A list of University College London people in the Law. University College London (UCL) is one of two founding colleges of University of London. The UCL Faculty of Laws Has been ranked by The Guardian as one of the top law schools. UCL attendees and alumni who have served in the legal profession are included in this list.

Alumni

International
 Andrew Cayley, UCL (LLM): International Co-Prosecutor of the Khmer Rouge Tribunal in Cambodia
 Taslim Olawale Elias, UCL (BA, LLB, PhD): Chief Justice of the Supreme Court of Nigeria (1972–1975); Judge of the International Court of Justice (1976–1991); President of the International Court of Justice (1982–1985)
 Hassan Bubacar Jallow: current Prosecutor of the International Criminal Tribunal for Rwanda (ICTR)

■ ■ ■

**Work to be completed:** In the list of UCL law alumni, rewrite the part between "A list of University" and "of Justice (1982–1985)", inclusive, substituting "ICJ" for "International Court of Justice" each time it appears.

■ ■ ■

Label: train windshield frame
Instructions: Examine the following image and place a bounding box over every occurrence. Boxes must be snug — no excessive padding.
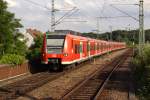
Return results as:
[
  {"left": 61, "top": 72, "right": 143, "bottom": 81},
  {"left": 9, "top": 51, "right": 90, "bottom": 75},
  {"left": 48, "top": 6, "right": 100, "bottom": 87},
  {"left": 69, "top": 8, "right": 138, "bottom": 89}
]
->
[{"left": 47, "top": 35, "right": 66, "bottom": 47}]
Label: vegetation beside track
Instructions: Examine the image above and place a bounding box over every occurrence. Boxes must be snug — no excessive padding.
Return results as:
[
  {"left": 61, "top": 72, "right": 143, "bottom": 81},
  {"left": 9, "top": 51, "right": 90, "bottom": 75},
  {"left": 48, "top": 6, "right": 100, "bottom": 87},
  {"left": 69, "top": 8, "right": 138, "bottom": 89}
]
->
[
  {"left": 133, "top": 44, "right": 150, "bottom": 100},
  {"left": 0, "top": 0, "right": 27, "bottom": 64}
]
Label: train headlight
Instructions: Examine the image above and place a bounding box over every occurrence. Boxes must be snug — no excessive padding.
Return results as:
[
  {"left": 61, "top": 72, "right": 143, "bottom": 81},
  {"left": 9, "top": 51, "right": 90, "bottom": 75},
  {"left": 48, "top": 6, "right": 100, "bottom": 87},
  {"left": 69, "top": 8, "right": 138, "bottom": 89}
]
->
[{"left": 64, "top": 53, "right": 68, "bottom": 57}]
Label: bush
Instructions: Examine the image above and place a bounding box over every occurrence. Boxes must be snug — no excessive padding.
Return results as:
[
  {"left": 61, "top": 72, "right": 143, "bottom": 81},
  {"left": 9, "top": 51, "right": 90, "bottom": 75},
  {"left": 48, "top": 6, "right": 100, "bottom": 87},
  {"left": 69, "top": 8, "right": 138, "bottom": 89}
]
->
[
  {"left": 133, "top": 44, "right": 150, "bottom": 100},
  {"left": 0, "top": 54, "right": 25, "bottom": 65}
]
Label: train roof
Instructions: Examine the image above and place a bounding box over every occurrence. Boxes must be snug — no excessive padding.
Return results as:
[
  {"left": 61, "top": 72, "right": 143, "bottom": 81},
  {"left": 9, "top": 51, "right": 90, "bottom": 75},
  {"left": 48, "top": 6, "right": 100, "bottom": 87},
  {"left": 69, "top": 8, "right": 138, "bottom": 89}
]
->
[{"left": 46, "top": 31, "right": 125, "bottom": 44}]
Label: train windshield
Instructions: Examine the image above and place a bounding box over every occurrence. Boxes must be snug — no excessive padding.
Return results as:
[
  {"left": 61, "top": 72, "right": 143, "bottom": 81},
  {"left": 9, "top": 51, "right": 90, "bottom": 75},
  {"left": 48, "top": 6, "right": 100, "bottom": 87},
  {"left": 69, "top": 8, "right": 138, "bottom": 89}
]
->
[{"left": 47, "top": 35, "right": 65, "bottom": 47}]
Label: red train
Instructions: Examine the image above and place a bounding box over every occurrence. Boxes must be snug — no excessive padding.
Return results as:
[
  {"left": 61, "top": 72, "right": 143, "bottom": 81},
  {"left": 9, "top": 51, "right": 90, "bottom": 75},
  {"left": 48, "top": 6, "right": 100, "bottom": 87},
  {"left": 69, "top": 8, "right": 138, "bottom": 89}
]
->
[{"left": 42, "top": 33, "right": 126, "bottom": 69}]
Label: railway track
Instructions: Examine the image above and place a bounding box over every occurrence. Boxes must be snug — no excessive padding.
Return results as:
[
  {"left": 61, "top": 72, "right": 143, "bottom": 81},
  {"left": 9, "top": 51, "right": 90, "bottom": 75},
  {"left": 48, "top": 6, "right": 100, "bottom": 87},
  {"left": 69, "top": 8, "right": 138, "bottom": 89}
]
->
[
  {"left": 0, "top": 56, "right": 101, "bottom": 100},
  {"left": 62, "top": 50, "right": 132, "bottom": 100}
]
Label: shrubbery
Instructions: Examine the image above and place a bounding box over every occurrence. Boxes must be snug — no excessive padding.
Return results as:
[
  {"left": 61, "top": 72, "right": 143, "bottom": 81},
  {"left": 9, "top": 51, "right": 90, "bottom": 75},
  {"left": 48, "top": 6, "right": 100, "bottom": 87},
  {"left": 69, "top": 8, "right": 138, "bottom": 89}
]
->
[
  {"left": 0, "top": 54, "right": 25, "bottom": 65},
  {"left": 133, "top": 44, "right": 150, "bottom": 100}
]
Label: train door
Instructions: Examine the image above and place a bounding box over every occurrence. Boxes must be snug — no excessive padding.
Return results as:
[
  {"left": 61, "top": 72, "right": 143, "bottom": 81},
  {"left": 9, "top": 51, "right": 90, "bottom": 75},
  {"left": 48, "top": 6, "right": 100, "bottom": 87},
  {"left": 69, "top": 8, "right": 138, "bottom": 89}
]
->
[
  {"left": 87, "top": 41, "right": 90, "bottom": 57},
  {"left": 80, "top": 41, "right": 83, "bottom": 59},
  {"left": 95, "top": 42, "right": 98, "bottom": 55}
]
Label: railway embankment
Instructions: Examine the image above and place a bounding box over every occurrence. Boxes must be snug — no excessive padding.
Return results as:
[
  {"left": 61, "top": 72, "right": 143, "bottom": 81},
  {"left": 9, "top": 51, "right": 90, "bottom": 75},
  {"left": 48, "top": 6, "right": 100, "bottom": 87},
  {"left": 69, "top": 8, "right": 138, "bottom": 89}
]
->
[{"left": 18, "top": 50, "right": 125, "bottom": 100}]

■ ■ ■

**Solution to the problem:**
A list of University College London people in the Law. University College London (UCL) is one of two founding colleges of University of London. The UCL Faculty of Laws Has been ranked by The Guardian as one of the top law schools. UCL attendees and alumni who have served in the legal profession are included in this list.

Alumni

International
 Andrew Cayley, UCL (LLM): International Co-Prosecutor of the Khmer Rouge Tribunal in Cambodia
 Taslim Olawale Elias, UCL (BA, LLB, PhD): Chief Justice of the Supreme Court of Nigeria (1972–1975); Judge of the ICJ (1976–1991); President of the ICJ (1982–1985)